Trecho fornecido:
- - - - - - -

Luciana Rangel é jornalista, escritora e pesquisadora, autora de Está (quase) tudo bem (Folha de Relva, 2020).
Como você começa o seu dia? Você tem uma rotina matinal?
Eu acordo cedo desde sempre. Gosto de tomar café da manhã com meus filhos e de sete às oito, rearrumo pensamentos, vejo a agenda, leio emails. Oito em ponto estou na minha mesa. Não trabalho imediatamente, muitas vezes ligo para amigos para repensar o dia anterior, ou simplesmente bater papo. Preciso muito da troca, é importante estar com o outro, sem me perder de mim, um grande desafio.
Em que hora do dia você sente que trabalha melhor? Você tem algum ritual de preparação para a escrita?
Eu sou uma pessoa diurna. Tenho mais energia de manhã. Só abro exceção quando vou ao teatro, ao museu, lugares inspiradores e que me dão vontade de escrever livremente. Nem sempre consigo, mas já passei boas horas da noite depois de uma peça trabalhando (free writing). Gosto de gente, de barulho, mas para escrever, preciso de silêncio absoluto. Não gosto de ser interrompida. Por isso gosto tanto das manhãs. Berlim é uma cidade que acorda tarde, muitas lojas abrem às 11h, então, a cidade está acordando. Eu muitas vezes escrevo as ideias principais do que vou escrever em um caderno. Cada projeto que tenho, seja livro, crônica, artigo ou entrevista, é desenvolvido primeiro usando lápis e caderno. Amo lápis, a textura, o barulho do lápis no caderno. O interessante também é que o lápis me dá a opção de apagar o que não me agrada, mas sempre prefiro riscar. Mas gosto muito de ter essa possibilidade.

- - - - - - -

Tarefas e exercícios:
1. Converta em lista o parágrafo da entrevista iniciado por "Eu acordo cedo desde sempre", preservando os fatos principais.
2. Dê sequência à entrevista, começando logo após a última frase apresentada.

Dados fornecidos:
- - - - - - -

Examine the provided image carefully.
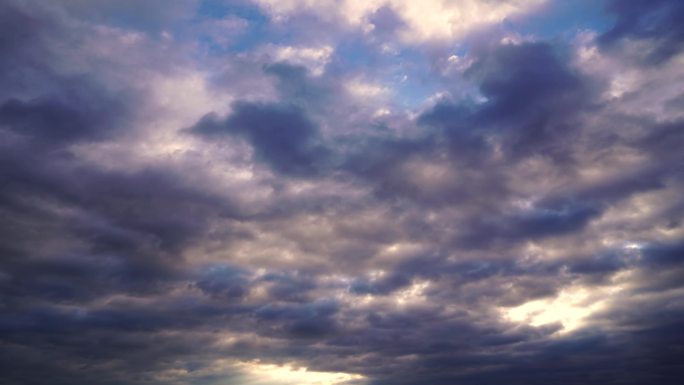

- - - - - - -

Respostas por tarefa:
1.
- Acorda cedo desde sempre.
- Gosta de tomar café da manhã com os filhos.
- Das sete às oito, reorganiza os pensamentos, consulta a agenda e lê emails.
- Às oito em ponto está em sua mesa.
- Não começa a trabalhar de imediato: muitas vezes liga para amigos para repensar o dia anterior ou apenas conversar.
- Precisa muito da troca e considera importante estar com o outro sem se perder de si, o que vê como um grande desafio.

2.
Você escreve um pouco todos os dias ou em períodos concentrados? Você tem uma meta de escrita diária?
Eu escrevo todos os dias coisas variadas. Tenho meu caderno de escrita livre. Às vezes vou lá buscar uma ideia. Tenho caderno de pesquisa. Eu posso dizer que sento na minha mesa todos os dias. Mas tem dias que eu apenas leio muito e anoto o que eu li. A leitura faz parte da escrita. Não conseguiria escrever sem as minhas leituras diárias. As metas são necessárias muitas vezes para cumprir prazos. Então, no meu caso, apenas assim elas se fazem presentes.
Como é o seu processo de escrita? Uma vez que você compilou notas suficientes, é difícil começar? Como você se move da pesquisa para a escrita?
Eu pesquiso muito, leio muito, faço anotações no caderninho e depois fico pensando. A escrita se dá costurada na minha cabeça. Sempre foi assim. Eu escrevo muito rápido, leio muito rápido para quem vê de fora. Mas o processo interno demora muito. Eu anoto, estudo, leio. Aí fico semanas pensando em como vou contar essa história, reportagem. Quando pego as notas e sento no computador, o texto sai pronto. A dificuldade, na época em que trabalhei em redações, era explicar que eu estava trabalhando, que era o meu processo. Depois as pessoas se acostumaram. Hoje em dia, a pressão é comigo mesma, mas venho cada vez mais respeitando o meu tempo.
Como você lida com as travas da escrita, como a procrastinação, o medo de não corresponder às expectativas e a ansiedade de trabalhar em projetos longos?
Vou separar por blocos. Travas e procrastinação acontecem quando o meu texto não está pronto. Aprendi a respeitar como processo. Leio muito nessa fase, permito-me respirar. Quando me sinto sufocada, eu saio vou pra rua, pra museu, mudar o foco.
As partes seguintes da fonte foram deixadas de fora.